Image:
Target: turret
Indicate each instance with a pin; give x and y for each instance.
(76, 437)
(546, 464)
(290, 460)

------------------------

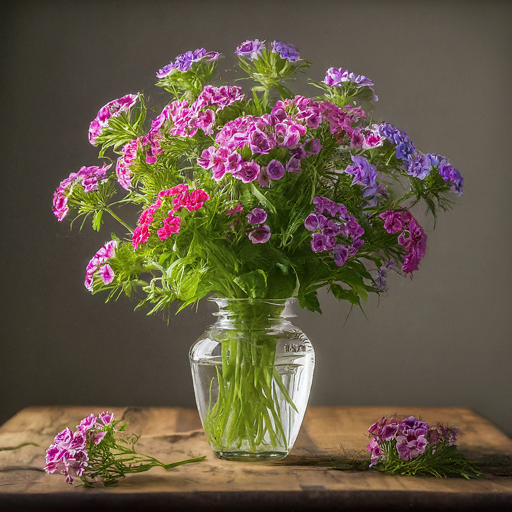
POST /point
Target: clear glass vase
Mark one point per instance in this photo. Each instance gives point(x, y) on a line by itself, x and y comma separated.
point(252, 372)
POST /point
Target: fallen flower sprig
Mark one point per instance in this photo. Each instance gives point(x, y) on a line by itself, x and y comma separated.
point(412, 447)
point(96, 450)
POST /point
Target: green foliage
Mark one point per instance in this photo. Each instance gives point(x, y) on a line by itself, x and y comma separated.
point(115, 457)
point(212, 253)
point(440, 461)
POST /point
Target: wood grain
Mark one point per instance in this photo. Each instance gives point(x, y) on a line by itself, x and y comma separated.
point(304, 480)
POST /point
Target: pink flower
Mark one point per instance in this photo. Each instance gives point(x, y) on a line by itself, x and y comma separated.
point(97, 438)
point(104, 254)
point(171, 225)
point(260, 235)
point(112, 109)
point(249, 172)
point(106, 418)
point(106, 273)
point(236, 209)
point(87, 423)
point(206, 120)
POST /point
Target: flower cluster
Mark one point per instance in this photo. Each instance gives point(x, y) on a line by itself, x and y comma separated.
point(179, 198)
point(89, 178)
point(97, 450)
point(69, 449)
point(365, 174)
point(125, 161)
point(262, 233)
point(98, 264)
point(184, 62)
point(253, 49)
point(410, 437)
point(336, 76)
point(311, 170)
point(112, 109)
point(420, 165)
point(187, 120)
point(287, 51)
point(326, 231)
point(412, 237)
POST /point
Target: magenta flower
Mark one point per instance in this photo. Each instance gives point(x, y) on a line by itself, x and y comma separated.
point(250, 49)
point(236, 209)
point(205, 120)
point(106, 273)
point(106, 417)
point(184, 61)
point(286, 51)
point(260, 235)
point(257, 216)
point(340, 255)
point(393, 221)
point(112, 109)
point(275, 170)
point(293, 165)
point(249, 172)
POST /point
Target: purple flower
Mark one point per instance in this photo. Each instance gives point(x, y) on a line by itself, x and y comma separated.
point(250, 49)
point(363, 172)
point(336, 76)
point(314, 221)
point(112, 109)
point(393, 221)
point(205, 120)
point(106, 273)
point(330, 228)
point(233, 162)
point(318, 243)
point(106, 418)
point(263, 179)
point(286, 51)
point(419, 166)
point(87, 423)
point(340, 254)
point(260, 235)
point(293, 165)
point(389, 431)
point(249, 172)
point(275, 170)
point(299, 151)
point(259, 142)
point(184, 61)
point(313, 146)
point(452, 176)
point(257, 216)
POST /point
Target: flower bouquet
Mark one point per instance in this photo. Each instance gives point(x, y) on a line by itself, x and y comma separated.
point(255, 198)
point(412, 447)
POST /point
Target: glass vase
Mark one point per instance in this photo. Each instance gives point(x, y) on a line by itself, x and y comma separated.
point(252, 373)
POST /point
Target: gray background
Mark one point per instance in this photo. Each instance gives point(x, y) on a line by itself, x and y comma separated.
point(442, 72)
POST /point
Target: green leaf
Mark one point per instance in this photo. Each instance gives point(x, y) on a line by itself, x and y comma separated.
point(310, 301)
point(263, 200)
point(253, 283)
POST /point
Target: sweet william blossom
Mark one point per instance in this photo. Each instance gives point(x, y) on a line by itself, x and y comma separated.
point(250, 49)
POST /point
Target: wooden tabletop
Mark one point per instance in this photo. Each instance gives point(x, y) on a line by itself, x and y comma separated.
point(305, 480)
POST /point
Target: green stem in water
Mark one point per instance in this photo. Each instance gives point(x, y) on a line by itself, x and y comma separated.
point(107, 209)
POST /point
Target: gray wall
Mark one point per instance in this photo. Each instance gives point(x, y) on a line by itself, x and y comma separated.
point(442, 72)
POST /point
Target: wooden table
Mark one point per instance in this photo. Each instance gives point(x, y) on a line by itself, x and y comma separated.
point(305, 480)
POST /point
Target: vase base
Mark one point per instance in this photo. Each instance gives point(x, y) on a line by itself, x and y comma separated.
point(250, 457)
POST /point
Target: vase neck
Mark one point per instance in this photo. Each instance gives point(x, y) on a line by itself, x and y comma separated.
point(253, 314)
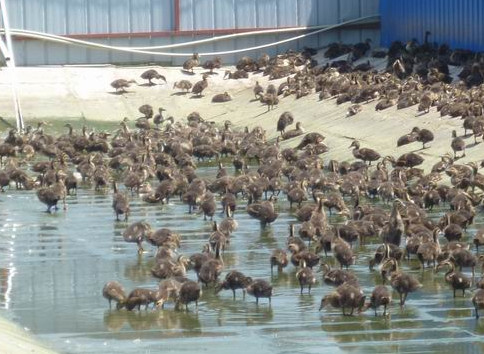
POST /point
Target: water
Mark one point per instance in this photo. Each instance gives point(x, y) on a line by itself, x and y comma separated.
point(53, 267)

------------------------

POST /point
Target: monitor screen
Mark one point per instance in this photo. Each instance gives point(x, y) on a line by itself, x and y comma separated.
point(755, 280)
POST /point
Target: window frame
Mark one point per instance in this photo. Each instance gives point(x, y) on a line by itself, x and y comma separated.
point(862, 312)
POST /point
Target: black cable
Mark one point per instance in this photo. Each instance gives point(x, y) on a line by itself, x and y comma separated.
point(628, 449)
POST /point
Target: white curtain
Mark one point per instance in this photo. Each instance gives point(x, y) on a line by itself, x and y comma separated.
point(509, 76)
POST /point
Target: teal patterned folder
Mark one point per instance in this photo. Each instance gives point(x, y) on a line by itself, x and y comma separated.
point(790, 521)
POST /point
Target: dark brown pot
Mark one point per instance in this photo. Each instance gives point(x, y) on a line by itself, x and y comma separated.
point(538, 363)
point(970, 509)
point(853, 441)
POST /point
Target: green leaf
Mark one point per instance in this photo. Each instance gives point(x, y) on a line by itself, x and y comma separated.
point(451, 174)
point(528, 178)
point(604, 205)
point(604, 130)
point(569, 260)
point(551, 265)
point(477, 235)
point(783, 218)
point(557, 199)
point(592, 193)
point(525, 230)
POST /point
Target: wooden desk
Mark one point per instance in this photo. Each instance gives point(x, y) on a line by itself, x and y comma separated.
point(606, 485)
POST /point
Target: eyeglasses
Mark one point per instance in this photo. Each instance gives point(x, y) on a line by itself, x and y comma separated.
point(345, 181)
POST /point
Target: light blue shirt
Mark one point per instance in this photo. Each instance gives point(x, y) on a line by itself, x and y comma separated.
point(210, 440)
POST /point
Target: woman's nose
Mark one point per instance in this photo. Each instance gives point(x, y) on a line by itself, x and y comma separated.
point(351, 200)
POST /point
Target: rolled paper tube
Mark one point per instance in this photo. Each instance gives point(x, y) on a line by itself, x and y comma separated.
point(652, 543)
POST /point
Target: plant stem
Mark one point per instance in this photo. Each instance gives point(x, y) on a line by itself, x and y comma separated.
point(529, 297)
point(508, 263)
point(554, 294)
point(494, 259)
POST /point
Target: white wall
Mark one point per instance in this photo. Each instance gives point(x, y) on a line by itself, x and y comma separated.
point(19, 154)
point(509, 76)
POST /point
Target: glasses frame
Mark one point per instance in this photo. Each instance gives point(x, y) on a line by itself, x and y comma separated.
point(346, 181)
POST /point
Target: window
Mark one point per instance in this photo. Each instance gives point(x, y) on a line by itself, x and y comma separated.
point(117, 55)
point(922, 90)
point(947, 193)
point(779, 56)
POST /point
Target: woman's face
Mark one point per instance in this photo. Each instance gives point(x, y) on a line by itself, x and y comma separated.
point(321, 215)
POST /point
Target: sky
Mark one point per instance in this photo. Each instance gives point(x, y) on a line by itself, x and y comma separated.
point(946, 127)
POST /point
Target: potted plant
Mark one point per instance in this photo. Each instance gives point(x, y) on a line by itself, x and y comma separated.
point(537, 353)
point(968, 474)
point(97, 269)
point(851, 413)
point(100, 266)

------------------------

◆ SHORT TASK
Please show each line above that contains the word "woman", copying every such line in full. Case counts.

◆ WORKED ANSWER
Target: woman's nose
Target: woman's face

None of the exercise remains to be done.